# 任务目标
把下面的材料逐行原样照抄一遍，从头抄到尾，图片不要放进答案里。

━━━ 材料摘录

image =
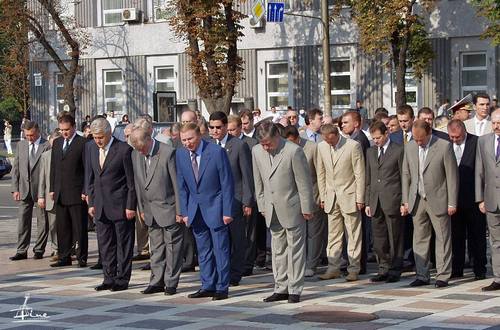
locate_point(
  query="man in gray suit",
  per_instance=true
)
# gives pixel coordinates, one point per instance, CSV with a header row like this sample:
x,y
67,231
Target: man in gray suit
x,y
284,196
25,175
383,194
158,204
430,192
488,191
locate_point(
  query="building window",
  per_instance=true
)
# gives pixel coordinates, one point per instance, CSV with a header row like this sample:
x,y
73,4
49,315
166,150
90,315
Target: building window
x,y
59,83
340,80
113,91
164,79
112,12
277,84
474,73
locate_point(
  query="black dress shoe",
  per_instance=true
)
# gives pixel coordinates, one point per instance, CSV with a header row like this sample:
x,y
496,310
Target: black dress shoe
x,y
19,256
38,255
379,278
440,284
152,289
419,282
118,287
103,287
219,296
170,291
276,297
201,294
492,287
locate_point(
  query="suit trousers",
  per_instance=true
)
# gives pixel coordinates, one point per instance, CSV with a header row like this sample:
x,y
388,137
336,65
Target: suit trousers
x,y
288,248
338,223
468,222
24,227
166,254
141,232
214,253
493,219
72,224
115,239
423,223
388,241
315,242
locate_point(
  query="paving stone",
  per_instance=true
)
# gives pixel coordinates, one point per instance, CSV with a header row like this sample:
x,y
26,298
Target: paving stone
x,y
155,324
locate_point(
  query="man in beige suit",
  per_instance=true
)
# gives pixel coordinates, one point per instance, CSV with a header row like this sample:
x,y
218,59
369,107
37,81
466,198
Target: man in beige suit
x,y
283,190
430,192
341,183
488,191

━━━━━━

# 参考答案
image =
locate_point(
  query="man in gray suit",
  per_instance=true
)
# gives pixel coordinates, one point per instance, CSV with a header row like this sample:
x,y
67,231
Target: man in gray suit
x,y
284,196
25,175
383,194
158,204
430,192
488,191
locate_point(
  query="building window",
  per_instance=true
)
# gives pixel coordinates, one point per instance, CSV with a header row like this sample:
x,y
73,4
49,315
166,150
90,315
Target: building window
x,y
59,83
340,80
113,91
164,79
112,12
277,84
474,73
locate_point(
  query="black dress shoe",
  per_instance=true
)
# gives pixel coordinates, one point per instance, CSV with a header row like this sample:
x,y
496,310
Target: black dress shoe
x,y
19,256
38,255
379,278
440,284
152,289
419,282
118,287
103,287
219,296
170,291
276,297
201,294
492,287
locate_point(
  query="suit trousers",
  per_instance=true
)
# gives pixel coordinates, one point per instance, CSV with a header row like this sample:
x,y
388,137
336,65
Target: suit trousers
x,y
288,248
338,223
468,222
24,227
166,254
141,232
214,253
493,219
72,224
115,239
423,223
388,241
315,242
locate_point(
  query="paving stone",
  per_instance=true
)
# gives pixel coordinates, one point per instance, CSV with a header row like this sample:
x,y
26,298
Target: paving stone
x,y
155,324
locate_point(
  query="man in beige suit",
  per_instance=true
)
# gives pixel coordinates, one point per instance, CSV with a header row like this sample:
x,y
218,59
369,107
37,81
466,198
Target: man in beige suit
x,y
283,190
430,192
341,183
488,191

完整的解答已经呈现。